INSTRUCTIONS FOR THE TASK >>
Reproduce the column on quality management below word for word, from start to finish.

SELECTED EXCERPT >>
⟨

Project Management Institute

Quality and the prize

going for the gold

August 1991

PROJECT MANAGERS

The purpose of “Concerns of Project Managers” is to share expert knowledge and opinions on topics of general and continuing interest to PM NETwork readers. The opinions expressed in these columns are those of the respective author. They are in no way to be construed as official positions of PMI on an issue or endorsements, either positive or negative, of any product or service mentioned herein.

Alan S. Mendelssohn, Florida Power and Light Company, Juno Beach, Florida

Quality means ’customer satisfaction. In the world of quality management, there are many definitions for the word quality. While different organizations may describe it differently, all these definitions imply the same basic concept—that of satisfying the valid requirements of the customer.

Although the principles used to implement quality management and achieve customer satisfaction are relatively simple, their application can, at first, seem overwhelming. Without applying these key principles, however, an organization cannot be completely successful.

QUALITY MANAGEMENT PRINCIPLES

To be effective in implementing a quality management system, there are four basic principles [4] [10] that need to be practiced.

  • Customer satisfaction starts with identifying customers and determining their valid requirements. It means being able to objectively measure whether these customers are being satisfied. It requires an understanding of the processes used to provide the products or services that the customers want. And it involves controlling these processes to ensure that the customer is consistently satisfied. It doesn't matter whether the customer is “internal” to an organization or the “external” customer; the same things apply.

⟩

RECORD EXTRACTS >>
⟨

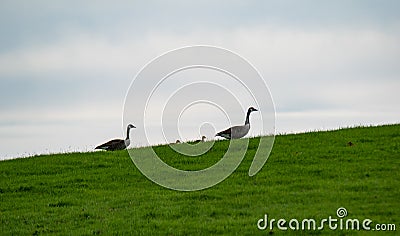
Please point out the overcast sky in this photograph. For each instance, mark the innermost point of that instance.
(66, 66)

⟩
⟨

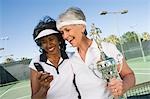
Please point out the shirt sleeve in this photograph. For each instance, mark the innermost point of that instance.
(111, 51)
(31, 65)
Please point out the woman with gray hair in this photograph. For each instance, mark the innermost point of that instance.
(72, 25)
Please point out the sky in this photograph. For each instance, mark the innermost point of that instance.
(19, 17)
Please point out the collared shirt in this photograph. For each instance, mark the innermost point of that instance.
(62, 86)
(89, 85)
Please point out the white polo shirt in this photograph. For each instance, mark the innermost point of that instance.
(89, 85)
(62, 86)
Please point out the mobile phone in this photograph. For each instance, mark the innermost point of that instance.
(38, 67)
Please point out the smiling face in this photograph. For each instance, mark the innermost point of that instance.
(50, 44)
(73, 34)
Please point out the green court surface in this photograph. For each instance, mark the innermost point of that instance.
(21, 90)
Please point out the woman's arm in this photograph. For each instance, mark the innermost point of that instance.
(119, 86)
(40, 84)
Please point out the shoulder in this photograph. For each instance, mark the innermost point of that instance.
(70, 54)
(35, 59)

⟩
⟨

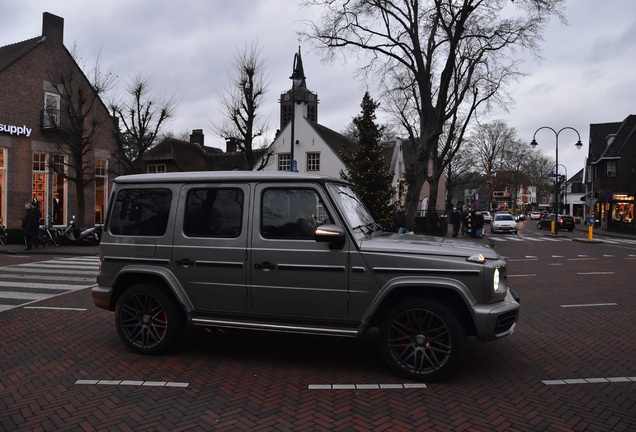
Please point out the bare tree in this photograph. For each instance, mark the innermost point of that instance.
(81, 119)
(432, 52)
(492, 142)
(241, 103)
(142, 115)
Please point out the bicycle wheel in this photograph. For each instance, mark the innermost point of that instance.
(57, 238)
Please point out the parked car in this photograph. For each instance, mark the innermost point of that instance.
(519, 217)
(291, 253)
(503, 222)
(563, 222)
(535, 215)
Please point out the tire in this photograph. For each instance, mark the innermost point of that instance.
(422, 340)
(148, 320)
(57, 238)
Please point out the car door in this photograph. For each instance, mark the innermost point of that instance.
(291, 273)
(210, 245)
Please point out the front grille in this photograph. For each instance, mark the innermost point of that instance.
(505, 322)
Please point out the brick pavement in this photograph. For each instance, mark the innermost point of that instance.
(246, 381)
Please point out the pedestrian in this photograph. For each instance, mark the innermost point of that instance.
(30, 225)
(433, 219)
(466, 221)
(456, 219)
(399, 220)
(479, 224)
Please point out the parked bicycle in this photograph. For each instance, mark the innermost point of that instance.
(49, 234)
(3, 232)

⟩

SOLUTION FOR THIS EXERCISE >>
Project Management Institute

Quality and the prize

going for the gold

August 1991

PROJECT MANAGERS

The purpose of “Concerns of Project Managers” is to share expert knowledge and opinions on topics of general and continuing interest to PM NETwork readers. The opinions expressed in these columns are those of the respective author. They are in no way to be construed as official positions of PMI on an issue or endorsements, either positive or negative, of any product or service mentioned herein.

Alan S. Mendelssohn, Florida Power and Light Company, Juno Beach, Florida

Quality means ’customer satisfaction. In the world of quality management, there are many definitions for the word quality. While different organizations may describe it differently, all these definitions imply the same basic concept—that of satisfying the valid requirements of the customer.

Although the principles used to implement quality management and achieve customer satisfaction are relatively simple, their application can, at first, seem overwhelming. Without applying these key principles, however, an organization cannot be completely successful.

QUALITY MANAGEMENT PRINCIPLES

To be effective in implementing a quality management system, there are four basic principles [4] [10] that need to be practiced.

  • Customer satisfaction starts with identifying customers and determining their valid requirements. It means being able to objectively measure whether these customers are being satisfied. It requires an understanding of the processes used to provide the products or services that the customers want. And it involves controlling these processes to ensure that the customer is consistently satisfied. It doesn't matter whether the customer is “internal” to an organization or the “external” customer; the same things apply.